## [SELECTED EXTRACT]
Performance Comparison Between the Agilent 1290 Infinity Thermostatted Column Compartment and the Integrated Column Compartment in the Agilent 1260 Infinity II and 1290 Infinity II Vialsamplers

Importance of the Topic

The precise control of column temperature is critical in liquid chromatography to ensure reproducible retention times and resolution. Integrating a heating compartment directly into autosampler modules reduces footprint, simplifies column exchange, and maintains high throughput in modern labs.

Objectives and Study Overview

This study evaluates the performance of the new Integrated Column Compartment (ICC) in Agilent 1260 Infinity II and 1290 Infinity II Vialsamplers against the established 1290 Infinity Thermostatted Column Compartment (TCC). Key metrics include retention time precision, retention time deviation, resolution, and thermal equilibration under isocratic and gradient conditions using the Agilent RRLC Checkout Sample.

Instrumentation Used

• Agilent 1290 Infinity II Flexible Pump (G7104A)
• Agilent 1290 Infinity II Vialsampler with 3 µL ICC (G7129B, Option 063) and sample cooler (Option 100)
• Agilent 1290 Infinity II Diode Array Detector (G7117B, Max-Light 10 mm cell)
• Agilent 1290 Infinity Thermostatted Column Compartment (G1316C)
• Agilent OpenLAB CDS ChemStation Edition C.01.07

Methodology

Chromatographic tests were run with the RRLC Checkout Sample under:

• Isocratic mode: 65% acetonitrile, 1 mL/min, 40 °C, 3×100 mm, 3.5 µm column
• Gradient mode at 0.3, 1 and 2 mL/min on 2.1×100 mm (1.8 µm), 3×100 mm (3.5 µm) and 4.6×50 mm (2.7 µm) columns, temperatures of 30, 40, and 60 °C
• Injection volume 1 µL with sample cooling at 8 °C, detection at 254/10 nm

Main Results and Discussion

Under isocratic conditions at 1 mL/min, retention time deviations between ICC and TCC were ≤ 0.068 min with resolution differences under 5%. In gradient runs at 0.3, 1 and 2 mL/min, maximum retention time shift was < 0.25 min, and resolution change remained within ± 5%. Thermal equilibration times were equivalent for most conditions, except the ICC required 40 min to stabilize from 40 to 60 °C at 0.3 mL/min versus 20 min for the TCC.

## [GIVEN DATA]
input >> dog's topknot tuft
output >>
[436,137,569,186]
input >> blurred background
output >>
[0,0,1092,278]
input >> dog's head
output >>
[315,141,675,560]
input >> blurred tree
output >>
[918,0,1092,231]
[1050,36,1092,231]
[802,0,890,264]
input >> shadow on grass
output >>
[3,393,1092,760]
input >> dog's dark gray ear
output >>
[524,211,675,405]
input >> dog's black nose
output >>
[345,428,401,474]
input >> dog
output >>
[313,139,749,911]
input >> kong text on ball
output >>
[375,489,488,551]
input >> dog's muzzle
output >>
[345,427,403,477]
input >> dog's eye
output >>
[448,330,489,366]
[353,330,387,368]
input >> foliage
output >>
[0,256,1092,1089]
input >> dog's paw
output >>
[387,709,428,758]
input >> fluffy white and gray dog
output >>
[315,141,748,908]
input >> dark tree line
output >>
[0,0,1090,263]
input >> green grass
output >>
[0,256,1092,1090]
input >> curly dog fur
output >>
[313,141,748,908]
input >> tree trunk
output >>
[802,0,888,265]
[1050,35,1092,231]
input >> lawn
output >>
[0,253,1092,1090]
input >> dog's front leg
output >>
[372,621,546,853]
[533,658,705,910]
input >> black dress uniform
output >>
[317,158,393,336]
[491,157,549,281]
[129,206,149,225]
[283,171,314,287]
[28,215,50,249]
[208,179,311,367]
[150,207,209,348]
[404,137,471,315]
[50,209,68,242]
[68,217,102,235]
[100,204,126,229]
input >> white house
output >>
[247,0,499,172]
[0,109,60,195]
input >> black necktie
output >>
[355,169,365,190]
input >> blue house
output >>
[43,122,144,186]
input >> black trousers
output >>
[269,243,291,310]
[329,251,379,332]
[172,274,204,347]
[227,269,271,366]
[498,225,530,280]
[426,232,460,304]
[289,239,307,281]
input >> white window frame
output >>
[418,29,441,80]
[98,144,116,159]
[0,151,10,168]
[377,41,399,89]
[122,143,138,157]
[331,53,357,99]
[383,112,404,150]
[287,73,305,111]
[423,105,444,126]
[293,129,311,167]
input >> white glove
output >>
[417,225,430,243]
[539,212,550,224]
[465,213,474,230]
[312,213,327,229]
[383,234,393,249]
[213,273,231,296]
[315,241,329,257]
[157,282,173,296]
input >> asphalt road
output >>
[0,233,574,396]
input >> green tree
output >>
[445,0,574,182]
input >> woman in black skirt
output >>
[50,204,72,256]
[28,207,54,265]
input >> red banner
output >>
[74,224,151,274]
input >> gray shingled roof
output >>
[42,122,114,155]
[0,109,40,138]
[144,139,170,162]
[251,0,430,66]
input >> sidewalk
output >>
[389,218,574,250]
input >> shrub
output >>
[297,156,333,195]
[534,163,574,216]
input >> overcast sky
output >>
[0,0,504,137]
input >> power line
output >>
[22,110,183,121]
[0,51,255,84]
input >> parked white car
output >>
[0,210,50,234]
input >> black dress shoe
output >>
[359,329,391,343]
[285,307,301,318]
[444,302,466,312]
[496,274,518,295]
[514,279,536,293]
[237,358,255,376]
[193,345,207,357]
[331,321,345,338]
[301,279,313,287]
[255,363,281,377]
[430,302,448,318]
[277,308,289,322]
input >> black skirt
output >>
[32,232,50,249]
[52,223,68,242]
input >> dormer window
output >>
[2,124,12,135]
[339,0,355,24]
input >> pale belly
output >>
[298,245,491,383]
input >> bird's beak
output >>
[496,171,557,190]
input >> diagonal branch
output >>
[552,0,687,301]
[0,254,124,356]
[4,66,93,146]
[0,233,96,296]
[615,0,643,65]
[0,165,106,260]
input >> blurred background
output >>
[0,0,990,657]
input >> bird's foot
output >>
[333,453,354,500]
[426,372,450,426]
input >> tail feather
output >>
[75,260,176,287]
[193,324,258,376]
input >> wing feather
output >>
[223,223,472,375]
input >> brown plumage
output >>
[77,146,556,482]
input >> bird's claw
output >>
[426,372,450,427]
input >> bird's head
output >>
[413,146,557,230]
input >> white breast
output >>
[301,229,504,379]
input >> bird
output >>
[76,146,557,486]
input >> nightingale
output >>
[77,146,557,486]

## [EXERCISE DESCRIPTION]
Reproduce the stretch of the column compartment comparison from "The precise control" through "RRLC Checkout Sample." word for word. The entries are unrelated to the column compartment comparison and should be treated as separate material.

## [RESULT BELOW]
The precise control of column temperature is critical in liquid chromatography to ensure reproducible retention times and resolution. Integrating a heating compartment directly into autosampler modules reduces footprint, simplifies column exchange, and maintains high throughput in modern labs.

Objectives and Study Overview

This study evaluates the performance of the new Integrated Column Compartment (ICC) in Agilent 1260 Infinity II and 1290 Infinity II Vialsamplers against the established 1290 Infinity Thermostatted Column Compartment (TCC). Key metrics include retention time precision, retention time deviation, resolution, and thermal equilibration under isocratic and gradient conditions using the Agilent RRLC Checkout Sample.